The majority also said Hyde does not single out for discriminatory actions a "suspect class," such as blacks or other minorities. Its principal impact is on poor people, Stewart wrote, but the court has always held that "poor people" are not a class specifically protected in the Constitution.
Pregnant teen-agers who are poor also are not, as a class, specifically protected by the Constitution, as Judge Dooling had ruled.
Even if a class were being singled out, Stewart said, using the same reasoning used to defend "reverse discrimination," that could be constitutional if it is "rationally related to a legitimate government objective . . . By the Hyde amendment, Congress has established incentives that make childbirth a more attractive alternative than abortion for persons eligible for Medicaid.These incentives bear a direct relationship to the legitimate congressional interest in protecting potential life."
Stewart also said the Hyde amendment does not, as Dooling ruled, impose on everyone the religious beliefs of Catholics and adherents of other faiths opposed to abortion. "That the Judeo-Christian religions oppose stealing," Stewart wrote, "does not means that a state or the federal government may not enact laws prohibiting larceny. . . ."
"Hyde amendment," Stewart wrote, "is as much a reflection of traditionalist values toward abortion as it is an embodiment of the views of any particular religion."
Stewart wrote that because abortion choice is guaranteed "it simply does not follow that a woman's freedom of choice carries with it a constitutional entitlement to the financial resources to avail herself of the full range of protected choices.
"Although government may not place obstacles in the path of a woman's exercise of her freedom of choice, it need not remove those [obstacles] not of its own creation.
"Indigency falls in the latter category. . . . We are thus not persuaded that the Hyde amendment impinges on the constitutionally protected freedom of choice" recognized by the court in its 1973 abortion opinion.
The court also said that states need not provide money for abortions to conform to the Social Security Act's Medicaid provisions. Medicaid was designed to be a cooperative effort in which the state matched federal funds, to protect the health of poor people.
It "did not intend a participating state to assume a unilateral funding obligation for any health service. If Congress chooses to withdraw federal funding for a particular service, a state is not obliged to continue to pay for that service as a condition of continued federal financial support for other services."
In their dissents, Stevens, Marshall, Brennan and Blackmum, who wrote the original abortion decision, attacked both the reasoning and result of the majority's ruling.
Brennan, writing for Marshall and Blackmun in a combined dissent, said that the denial of abortion funding for medically necessary abortions "plainly intrudes upon this constitutionally protected" freedom of choice. "For both by design and in effect, it serves to coerce indigent pregnant women to bear children that they would otherwise elect not to have."
Marshall and Blackmun also wrote a separate dissent, as did Stevens.
The ruling does not save money for taxpayers, because Medicaid pays for medical care during pregnancy and childbirth for women who might have received abortions. A childbirth is generally eight to 10 times more expensive than an abortion.
The court ruled in 1977 that states have no obligations to finance "elective" or not medically necessary -- abortions.
Yesterday's cases involved abortions believed necessary for the health of the women. Dooling's ruling had defined that necessity to include even psychological stress resulting from an unwanted birth.
Because the Hyde amendment does not deny fund for abortions to save a woman from probable death, the court did not address the legality of this. Some observers, however, believed its holding is broad enough to allow such a denial.

> **INPUT DATA**
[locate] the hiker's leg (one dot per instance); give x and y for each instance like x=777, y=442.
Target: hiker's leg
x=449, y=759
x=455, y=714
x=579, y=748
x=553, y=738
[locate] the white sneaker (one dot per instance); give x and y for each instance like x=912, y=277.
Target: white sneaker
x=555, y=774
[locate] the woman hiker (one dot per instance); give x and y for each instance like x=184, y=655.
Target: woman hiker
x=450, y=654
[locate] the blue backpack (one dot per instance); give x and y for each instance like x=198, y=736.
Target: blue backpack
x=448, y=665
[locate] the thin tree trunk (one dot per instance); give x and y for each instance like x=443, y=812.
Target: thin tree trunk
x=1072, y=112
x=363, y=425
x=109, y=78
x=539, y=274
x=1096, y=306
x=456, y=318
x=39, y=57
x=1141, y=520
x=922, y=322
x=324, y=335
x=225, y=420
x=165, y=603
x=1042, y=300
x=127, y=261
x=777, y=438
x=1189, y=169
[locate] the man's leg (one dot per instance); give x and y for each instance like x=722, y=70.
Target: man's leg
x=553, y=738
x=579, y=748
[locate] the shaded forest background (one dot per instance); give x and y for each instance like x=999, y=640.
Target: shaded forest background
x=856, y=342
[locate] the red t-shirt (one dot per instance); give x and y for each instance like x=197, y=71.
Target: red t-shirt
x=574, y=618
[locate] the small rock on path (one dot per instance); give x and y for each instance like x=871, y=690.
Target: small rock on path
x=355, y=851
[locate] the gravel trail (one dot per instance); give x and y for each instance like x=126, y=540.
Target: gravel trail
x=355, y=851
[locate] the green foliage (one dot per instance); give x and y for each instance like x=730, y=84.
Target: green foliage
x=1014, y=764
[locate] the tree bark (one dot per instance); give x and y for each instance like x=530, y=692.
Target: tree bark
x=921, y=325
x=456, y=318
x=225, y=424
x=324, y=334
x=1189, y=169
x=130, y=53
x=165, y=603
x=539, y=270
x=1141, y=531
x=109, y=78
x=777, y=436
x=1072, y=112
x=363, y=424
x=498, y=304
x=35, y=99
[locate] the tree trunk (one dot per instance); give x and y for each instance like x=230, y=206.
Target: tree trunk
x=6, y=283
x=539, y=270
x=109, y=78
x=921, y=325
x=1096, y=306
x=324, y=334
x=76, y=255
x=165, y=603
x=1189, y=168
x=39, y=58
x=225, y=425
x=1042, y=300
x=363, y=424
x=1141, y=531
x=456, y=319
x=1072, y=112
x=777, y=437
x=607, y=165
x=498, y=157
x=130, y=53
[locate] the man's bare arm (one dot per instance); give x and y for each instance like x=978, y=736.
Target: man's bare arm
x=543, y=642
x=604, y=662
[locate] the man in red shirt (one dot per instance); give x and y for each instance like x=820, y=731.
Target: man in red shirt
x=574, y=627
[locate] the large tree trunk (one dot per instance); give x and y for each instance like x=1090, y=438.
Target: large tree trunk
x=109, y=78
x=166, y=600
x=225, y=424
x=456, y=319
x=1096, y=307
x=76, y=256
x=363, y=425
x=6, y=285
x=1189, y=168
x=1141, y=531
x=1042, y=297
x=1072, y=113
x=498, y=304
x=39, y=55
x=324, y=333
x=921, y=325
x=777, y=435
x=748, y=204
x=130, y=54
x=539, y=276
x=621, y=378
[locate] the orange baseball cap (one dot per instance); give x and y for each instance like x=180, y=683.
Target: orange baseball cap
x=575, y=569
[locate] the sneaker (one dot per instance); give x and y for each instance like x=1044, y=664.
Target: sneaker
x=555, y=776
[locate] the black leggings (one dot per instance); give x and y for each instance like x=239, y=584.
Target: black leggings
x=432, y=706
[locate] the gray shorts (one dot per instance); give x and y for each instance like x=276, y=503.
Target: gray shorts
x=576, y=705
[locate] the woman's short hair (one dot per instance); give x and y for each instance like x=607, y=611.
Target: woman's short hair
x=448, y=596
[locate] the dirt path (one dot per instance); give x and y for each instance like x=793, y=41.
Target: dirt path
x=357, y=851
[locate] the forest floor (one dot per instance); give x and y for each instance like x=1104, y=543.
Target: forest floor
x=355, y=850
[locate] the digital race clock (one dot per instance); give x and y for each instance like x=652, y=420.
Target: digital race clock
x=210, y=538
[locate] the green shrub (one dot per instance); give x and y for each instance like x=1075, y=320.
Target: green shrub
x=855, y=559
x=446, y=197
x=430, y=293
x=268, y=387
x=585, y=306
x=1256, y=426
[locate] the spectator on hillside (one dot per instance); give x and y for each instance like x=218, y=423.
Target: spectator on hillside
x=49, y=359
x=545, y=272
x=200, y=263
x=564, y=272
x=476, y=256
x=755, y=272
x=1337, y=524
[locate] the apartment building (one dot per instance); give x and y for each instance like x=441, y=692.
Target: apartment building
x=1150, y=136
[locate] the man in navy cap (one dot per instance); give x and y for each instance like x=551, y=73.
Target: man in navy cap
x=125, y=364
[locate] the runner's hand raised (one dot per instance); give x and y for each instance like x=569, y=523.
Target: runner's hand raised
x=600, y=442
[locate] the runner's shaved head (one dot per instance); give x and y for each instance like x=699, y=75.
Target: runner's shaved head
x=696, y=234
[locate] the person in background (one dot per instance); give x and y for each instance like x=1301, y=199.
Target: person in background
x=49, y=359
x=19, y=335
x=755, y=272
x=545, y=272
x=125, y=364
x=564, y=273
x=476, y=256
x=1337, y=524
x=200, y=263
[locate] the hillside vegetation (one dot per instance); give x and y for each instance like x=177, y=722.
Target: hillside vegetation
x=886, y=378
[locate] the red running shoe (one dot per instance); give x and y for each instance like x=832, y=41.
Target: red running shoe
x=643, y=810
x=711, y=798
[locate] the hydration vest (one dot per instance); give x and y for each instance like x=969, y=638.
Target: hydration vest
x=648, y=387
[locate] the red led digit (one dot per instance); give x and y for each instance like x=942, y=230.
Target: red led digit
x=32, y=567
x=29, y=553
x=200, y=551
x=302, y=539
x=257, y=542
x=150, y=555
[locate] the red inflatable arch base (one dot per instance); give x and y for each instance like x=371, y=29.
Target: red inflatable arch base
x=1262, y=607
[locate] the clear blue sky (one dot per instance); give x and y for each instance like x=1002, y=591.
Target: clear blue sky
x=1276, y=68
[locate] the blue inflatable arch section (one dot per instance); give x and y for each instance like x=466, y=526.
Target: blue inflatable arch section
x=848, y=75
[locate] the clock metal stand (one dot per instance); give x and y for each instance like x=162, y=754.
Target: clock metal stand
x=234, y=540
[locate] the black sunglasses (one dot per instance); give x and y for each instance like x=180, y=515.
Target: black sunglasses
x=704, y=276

> **EXERCISE AIM**
According to the article on the Hyde amendment ruling, how does the cost of a childbirth generally compare with that of an abortion? The material above comes from a separate source.

> **TASK SOLUTION**
A childbirth is generally eight to 10 times more expensive than an abortion.